After years of setbacks and false starts, Libya is back in the oil game. A stalemate between the armed forces battling to control the Opec nation has led to an uneasy truce, and most fields and ports shuttered amid the fighting are operating once again.
A blockade of many of the country’s energy facilities ended last month, and the state energy firm National Oil Corp is ramping up production faster than many analysts expected. Output reached 560,000 barrels a day on Wednesday, a person with knowledge of the matter said, up from 150,000 in September.
Libya’s biggest field, Sharara, has resumed pumping, and all nine export terminals aside from Es Sider and Ras Lanuf in the east are now open for tankers to load oil. If the truce sticks, production could reach 1mn barrels a day by March, according to JPMorgan Chase & Co.
Whether Libya can sustain the recovery is an open question. The country is still a long way from pumping the 1.2mn barrels a day it supplied prior to the January blockade – not to mention the 1.8mn that flowed before the 2011 uprising that toppled strongman Muammar Gaddafi and triggered almost a decade of strife and lost production.
Repeated efforts to broker a lasting peace between Fayez al-Sarraj’s United Nations-recognised government based in Tripoli and eastern commander Khalifa Haftar have faltered. But on Wednesday, the rivals extended their truce, providing a rare sense of stability for one of the world’s most war-ravaged oil producers.


How much more oil can Libya pump this year?

__________________________________________________

• WHAT IS NEEDED: Decide whether each statement agrees with the article on Libya's oil output, and back each yes or no with the article's exact deciding words: 1. Output reached 560,000 barrels a day on Wednesday. 2. The rivals ended their truce on Wednesday. 3. JPMorgan says production could reach 1mn barrels a day by January. Answer from the Libya oil article alone.

(Items from a dataset)

__________________________________________________

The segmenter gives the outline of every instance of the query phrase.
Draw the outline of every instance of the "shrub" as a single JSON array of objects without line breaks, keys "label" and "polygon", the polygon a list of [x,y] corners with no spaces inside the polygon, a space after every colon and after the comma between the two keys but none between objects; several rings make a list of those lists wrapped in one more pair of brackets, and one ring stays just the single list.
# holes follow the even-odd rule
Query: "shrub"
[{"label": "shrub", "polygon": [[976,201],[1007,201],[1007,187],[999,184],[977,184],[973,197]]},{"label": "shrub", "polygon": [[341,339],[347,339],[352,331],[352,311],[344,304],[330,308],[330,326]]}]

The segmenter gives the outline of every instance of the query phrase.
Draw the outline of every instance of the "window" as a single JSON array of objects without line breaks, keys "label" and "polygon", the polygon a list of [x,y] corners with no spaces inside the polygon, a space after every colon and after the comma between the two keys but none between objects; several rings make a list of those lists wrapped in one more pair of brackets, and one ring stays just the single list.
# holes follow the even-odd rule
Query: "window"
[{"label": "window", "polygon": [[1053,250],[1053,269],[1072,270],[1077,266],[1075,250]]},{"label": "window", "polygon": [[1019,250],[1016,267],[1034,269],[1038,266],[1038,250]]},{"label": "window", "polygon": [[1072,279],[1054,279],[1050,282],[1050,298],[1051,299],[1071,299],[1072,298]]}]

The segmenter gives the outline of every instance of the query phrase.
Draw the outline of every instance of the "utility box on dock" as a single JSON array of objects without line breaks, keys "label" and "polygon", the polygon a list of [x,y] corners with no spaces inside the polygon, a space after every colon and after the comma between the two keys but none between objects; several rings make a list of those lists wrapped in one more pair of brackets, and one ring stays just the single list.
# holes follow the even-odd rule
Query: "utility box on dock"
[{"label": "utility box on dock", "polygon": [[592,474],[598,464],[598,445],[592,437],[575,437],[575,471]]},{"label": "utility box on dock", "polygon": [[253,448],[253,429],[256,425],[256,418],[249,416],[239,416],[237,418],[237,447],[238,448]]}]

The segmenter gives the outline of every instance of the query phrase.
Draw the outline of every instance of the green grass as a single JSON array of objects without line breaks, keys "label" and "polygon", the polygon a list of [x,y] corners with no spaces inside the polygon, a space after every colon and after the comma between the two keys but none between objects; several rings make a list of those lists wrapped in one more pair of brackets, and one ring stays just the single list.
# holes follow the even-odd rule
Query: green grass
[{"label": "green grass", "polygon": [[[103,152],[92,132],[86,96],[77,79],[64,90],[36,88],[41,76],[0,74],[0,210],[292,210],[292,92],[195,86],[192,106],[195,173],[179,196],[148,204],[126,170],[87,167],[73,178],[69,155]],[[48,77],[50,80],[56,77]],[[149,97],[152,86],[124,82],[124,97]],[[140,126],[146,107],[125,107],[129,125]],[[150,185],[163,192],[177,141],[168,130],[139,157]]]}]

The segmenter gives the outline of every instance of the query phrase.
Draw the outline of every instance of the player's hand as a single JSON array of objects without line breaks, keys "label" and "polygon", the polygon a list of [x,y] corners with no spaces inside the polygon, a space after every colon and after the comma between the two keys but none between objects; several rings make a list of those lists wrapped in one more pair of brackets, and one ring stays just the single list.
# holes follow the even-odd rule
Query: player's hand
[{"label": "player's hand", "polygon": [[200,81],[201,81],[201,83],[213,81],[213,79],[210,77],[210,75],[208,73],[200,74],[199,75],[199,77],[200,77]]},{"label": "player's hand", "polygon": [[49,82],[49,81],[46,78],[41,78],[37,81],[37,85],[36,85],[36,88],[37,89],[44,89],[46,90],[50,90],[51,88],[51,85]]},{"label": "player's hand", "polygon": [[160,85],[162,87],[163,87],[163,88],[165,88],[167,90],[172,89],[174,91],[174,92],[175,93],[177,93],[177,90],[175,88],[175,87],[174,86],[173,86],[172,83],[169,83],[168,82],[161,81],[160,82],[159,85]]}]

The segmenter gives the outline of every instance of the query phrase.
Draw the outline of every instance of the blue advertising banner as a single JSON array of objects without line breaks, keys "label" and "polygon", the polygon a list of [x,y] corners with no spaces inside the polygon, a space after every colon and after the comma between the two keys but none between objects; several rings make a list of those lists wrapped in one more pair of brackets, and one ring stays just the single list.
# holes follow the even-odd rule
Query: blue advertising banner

__________________________________________________

• EXERCISE ANSWER:
1. Yes: "Output reached 560,000 barrels a day on Wednesday"
2. No: "on Wednesday, the rivals extended their truce"
3. No: "production could reach 1mn barrels a day by March, according to JPMorgan Chase & Co."